• Brief: Copy out every line of the records below that contains the string "clicks".

• Records:
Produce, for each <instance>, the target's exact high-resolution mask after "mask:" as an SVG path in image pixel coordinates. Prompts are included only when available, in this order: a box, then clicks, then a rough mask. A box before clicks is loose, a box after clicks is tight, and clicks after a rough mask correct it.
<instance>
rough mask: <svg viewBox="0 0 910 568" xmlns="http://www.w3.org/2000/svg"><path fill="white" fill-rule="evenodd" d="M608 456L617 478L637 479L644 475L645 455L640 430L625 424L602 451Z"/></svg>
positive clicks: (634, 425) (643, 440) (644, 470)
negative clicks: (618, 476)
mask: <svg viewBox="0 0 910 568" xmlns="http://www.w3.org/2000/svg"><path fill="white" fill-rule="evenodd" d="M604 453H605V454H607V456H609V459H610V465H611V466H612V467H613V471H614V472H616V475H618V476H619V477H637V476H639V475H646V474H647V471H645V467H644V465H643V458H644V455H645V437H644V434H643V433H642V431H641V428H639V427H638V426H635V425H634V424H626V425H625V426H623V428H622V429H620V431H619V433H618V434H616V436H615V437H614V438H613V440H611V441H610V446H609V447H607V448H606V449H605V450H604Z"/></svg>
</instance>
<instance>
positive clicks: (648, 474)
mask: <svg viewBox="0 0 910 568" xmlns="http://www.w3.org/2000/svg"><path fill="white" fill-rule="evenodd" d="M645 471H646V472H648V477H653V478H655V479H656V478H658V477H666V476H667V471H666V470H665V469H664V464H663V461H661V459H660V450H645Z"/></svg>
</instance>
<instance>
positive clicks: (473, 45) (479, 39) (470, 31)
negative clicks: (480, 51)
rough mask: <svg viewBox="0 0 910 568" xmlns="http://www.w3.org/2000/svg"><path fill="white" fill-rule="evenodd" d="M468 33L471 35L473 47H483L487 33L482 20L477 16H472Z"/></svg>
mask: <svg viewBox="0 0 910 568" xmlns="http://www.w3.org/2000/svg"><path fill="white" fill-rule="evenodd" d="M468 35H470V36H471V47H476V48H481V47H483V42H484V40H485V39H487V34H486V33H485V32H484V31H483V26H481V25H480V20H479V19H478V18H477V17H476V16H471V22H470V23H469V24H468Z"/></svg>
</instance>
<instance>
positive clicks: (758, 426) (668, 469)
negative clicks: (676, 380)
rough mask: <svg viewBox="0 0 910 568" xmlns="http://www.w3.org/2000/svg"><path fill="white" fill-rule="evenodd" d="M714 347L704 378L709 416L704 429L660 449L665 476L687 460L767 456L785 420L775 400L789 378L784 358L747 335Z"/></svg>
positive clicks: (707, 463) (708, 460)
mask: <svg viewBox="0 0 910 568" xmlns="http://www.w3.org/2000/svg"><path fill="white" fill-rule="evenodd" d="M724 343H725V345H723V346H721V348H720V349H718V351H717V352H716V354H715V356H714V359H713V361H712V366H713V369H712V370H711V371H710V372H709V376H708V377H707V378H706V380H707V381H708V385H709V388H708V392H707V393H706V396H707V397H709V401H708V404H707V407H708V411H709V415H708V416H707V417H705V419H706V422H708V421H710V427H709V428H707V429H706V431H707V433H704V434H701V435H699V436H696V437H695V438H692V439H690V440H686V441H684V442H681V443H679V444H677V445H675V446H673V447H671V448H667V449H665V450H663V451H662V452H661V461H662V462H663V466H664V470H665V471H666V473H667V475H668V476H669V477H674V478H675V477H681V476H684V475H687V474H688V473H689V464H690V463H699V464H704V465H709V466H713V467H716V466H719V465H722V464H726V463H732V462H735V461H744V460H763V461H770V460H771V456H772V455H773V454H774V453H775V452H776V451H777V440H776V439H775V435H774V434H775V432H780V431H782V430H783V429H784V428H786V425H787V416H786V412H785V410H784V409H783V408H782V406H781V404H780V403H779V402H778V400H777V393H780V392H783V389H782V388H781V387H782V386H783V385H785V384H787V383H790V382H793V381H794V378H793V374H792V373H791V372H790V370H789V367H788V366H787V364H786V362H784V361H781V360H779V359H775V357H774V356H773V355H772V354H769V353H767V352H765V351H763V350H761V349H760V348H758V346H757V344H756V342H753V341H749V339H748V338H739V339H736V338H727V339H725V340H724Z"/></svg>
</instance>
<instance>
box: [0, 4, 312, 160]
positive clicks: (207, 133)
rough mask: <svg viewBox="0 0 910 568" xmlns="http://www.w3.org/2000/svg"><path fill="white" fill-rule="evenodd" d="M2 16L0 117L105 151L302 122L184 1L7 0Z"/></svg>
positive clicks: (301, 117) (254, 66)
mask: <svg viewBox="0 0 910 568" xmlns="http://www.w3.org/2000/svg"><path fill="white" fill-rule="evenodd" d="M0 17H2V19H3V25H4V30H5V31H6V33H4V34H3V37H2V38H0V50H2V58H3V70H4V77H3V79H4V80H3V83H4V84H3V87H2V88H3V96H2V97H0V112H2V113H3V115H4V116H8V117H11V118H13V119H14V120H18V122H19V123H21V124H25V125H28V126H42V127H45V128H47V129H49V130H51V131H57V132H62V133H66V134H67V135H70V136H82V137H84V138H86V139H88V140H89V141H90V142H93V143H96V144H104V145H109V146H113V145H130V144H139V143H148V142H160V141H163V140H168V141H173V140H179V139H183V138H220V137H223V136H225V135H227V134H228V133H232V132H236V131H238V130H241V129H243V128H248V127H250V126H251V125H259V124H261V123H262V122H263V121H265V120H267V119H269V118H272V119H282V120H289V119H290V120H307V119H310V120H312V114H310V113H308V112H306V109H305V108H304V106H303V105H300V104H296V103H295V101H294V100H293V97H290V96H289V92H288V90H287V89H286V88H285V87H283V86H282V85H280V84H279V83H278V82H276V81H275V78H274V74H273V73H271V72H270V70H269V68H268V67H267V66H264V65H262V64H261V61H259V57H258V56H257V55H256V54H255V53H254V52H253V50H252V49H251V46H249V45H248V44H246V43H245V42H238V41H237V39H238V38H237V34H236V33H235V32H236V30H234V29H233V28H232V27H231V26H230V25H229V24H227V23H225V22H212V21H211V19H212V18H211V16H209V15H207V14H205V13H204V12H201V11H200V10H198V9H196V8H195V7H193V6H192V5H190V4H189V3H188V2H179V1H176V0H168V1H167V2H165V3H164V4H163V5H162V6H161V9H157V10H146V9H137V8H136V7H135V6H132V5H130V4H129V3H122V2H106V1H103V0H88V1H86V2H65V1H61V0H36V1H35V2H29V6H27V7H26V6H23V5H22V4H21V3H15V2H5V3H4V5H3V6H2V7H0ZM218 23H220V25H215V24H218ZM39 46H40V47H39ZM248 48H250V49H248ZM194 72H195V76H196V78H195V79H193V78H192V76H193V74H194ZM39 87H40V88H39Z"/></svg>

• Expected answer:
Produce, for each <instance>, the target's exact high-resolution mask after "mask:" as an SVG path in image pixel coordinates. Prompts are included only when available, in this order: a box, then clicks, then a rough mask. A box before clicks is loose, a box after clicks is tight, and clicks after a rough mask correct it.
positive clicks: (634, 425) (643, 440) (644, 470)
negative clicks: (618, 476)
positive clicks: (648, 474)
positive clicks: (473, 45) (479, 39) (470, 31)
negative clicks: (480, 51)
positive clicks: (758, 426) (668, 469)
negative clicks: (676, 380)
positive clicks: (707, 463) (708, 460)
positive clicks: (207, 133)
positive clicks: (301, 117) (254, 66)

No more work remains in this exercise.